Free-text object descriptions
___

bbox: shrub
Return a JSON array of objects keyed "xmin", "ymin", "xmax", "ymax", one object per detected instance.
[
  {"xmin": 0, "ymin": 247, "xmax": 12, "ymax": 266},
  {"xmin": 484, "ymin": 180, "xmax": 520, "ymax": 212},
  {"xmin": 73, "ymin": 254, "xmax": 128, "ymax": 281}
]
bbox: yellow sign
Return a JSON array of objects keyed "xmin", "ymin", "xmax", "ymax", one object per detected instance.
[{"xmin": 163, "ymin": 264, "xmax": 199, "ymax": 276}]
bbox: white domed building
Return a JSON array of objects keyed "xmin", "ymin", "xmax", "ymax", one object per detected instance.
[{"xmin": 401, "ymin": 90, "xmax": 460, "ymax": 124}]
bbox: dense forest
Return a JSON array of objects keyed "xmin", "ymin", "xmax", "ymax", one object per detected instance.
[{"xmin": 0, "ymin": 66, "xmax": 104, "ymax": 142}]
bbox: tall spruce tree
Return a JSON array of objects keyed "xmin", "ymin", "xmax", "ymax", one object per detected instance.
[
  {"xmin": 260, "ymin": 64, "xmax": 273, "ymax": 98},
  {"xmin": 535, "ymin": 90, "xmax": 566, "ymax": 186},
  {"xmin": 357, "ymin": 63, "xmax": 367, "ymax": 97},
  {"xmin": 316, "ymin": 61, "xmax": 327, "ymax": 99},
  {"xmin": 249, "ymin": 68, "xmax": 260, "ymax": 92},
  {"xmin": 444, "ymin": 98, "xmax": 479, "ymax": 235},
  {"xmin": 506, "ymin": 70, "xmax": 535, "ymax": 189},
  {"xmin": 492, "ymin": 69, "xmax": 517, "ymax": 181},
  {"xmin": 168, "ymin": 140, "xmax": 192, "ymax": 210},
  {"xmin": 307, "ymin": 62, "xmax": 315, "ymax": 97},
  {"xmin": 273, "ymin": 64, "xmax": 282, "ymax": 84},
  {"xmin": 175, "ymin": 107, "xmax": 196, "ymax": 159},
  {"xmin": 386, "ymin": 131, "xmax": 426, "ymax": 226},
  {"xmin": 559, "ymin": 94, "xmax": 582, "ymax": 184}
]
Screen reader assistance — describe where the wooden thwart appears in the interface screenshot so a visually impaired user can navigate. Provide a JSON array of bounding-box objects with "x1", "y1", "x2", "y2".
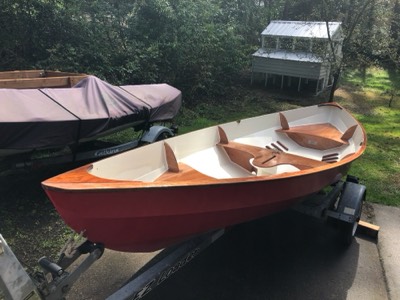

___

» **Work item**:
Each entry above should be returned exactly as written, minus its pictures.

» **Output of the exercise**:
bbox: shrub
Return a JSON array of objects keyed "xmin", "ymin", "xmax", "ymax", one object per detected instance.
[
  {"xmin": 0, "ymin": 247, "xmax": 12, "ymax": 266},
  {"xmin": 484, "ymin": 180, "xmax": 520, "ymax": 212},
  {"xmin": 73, "ymin": 254, "xmax": 128, "ymax": 281}
]
bbox: yellow sign
Return a JSON array of objects keyed "xmin", "ymin", "xmax", "ymax", one object per detected instance.
[{"xmin": 163, "ymin": 264, "xmax": 199, "ymax": 276}]
bbox: white domed building
Return a JSON array of objects keyed "xmin", "ymin", "xmax", "ymax", one object per detected instance.
[{"xmin": 401, "ymin": 90, "xmax": 460, "ymax": 124}]
bbox: dense forest
Return a JSON array of objects keyed "xmin", "ymin", "xmax", "ymax", one object per detected instance.
[{"xmin": 0, "ymin": 66, "xmax": 104, "ymax": 142}]
bbox: tall spruce tree
Return a JSON array of objects keyed "xmin", "ymin", "xmax", "ymax", one object per detected instance.
[
  {"xmin": 260, "ymin": 64, "xmax": 273, "ymax": 98},
  {"xmin": 535, "ymin": 90, "xmax": 566, "ymax": 186},
  {"xmin": 357, "ymin": 63, "xmax": 367, "ymax": 97},
  {"xmin": 316, "ymin": 61, "xmax": 327, "ymax": 99},
  {"xmin": 249, "ymin": 68, "xmax": 260, "ymax": 92},
  {"xmin": 444, "ymin": 98, "xmax": 479, "ymax": 235},
  {"xmin": 506, "ymin": 70, "xmax": 535, "ymax": 189},
  {"xmin": 492, "ymin": 69, "xmax": 517, "ymax": 181},
  {"xmin": 168, "ymin": 140, "xmax": 192, "ymax": 210},
  {"xmin": 307, "ymin": 62, "xmax": 315, "ymax": 97},
  {"xmin": 273, "ymin": 64, "xmax": 282, "ymax": 84},
  {"xmin": 175, "ymin": 107, "xmax": 196, "ymax": 159},
  {"xmin": 386, "ymin": 131, "xmax": 426, "ymax": 226},
  {"xmin": 559, "ymin": 94, "xmax": 582, "ymax": 184}
]
Screen reader assistance — describe where the wooden thwart appears in the interface screenshot so a visually impaired user can navigate. Provide a JSON array of bounding-box objects with "x1", "y1", "x2", "y2".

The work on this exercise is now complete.